● **Extract**

+ + + +

War in Afghanistan: Illegal, Untenable and Unwinnable
War in Afghanistan: Illegal, Untenable and Unwinnable - by Stephen Lendman
A May 30 Delaware County Times editorial headlined, "Is US fighting unwinnable war in Afghanistan" asking:
"Why should America (believe) it can (accomplish what the) Soviet Union (and) Britain couldn't....? Public sentiment against it is growing, and "Many pundits say the war....can never be won militarily...." How many more "US service member" deaths are tolerable?
On January 21, 2010, Britain's New Stateman sounded the same theme calling the Afghan war "unwinnable," recent events showing intensified fighting, rising casualties, and a popular resistance determined to prevail. "Britain should be making plans to withdraw," the publication concluded. So should America with no right to be there ethically, morally or legally, the war clearly in violation of US and international law like all others US forces waged since WW II.
On June 26, the UK Spectator, published since July 1828, was just as unequivocal, calling US and Kabul leadership "fractious, confused and contradictory, a sure sign that the war is being lost....Yes, the war in unwinnable. History and time are on the Afghans side."
Other publications voice the same sentiment, but not American ones, misreporting and backing lawless, losing bet despite souring public sentiment. A new Rasmussen poll shows nearly 60% of US voters believe American forces can't win or they're not sure, and 53% said the war isn't worth the cost. In Britain, nearly two-thirds of the public call the war unwinnable, saying UK forces shouldn't be there.
A recent Canadian poll showed about two-thirds of the population feel the war can't be won, 59% of them opposing their country's involvement. Nearly two-thirds of Australians want their nation's forces out, and a June 2009 Pew Global Attitudes survey showed public sentiment in three-fourths of the 25 countries surveyed against the war, wanting US and NATO troops withdrawn.

+ + + +

● **Recorded data**

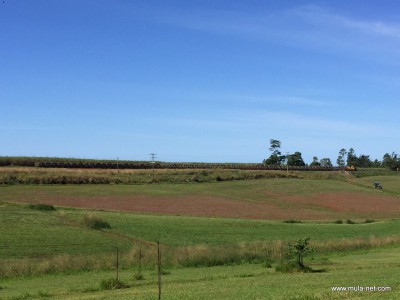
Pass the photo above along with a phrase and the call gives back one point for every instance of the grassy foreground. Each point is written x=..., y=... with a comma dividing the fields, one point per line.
x=373, y=269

+ + + +

● **What needs to be done**
Answer these questions from the article on the war in Afghanistan:
(a) Since when has the UK Spectator been published?
(b) In the Rasmussen poll, what percentage of US voters said the war isn't worth the cost?
(c) How many countries did the June 2009 Pew Global Attitudes survey cover?
The material is not needed for this work.

● **Solution for this problem**
(a) Since July 1828.
(b) 53%.
(c) 25 countries.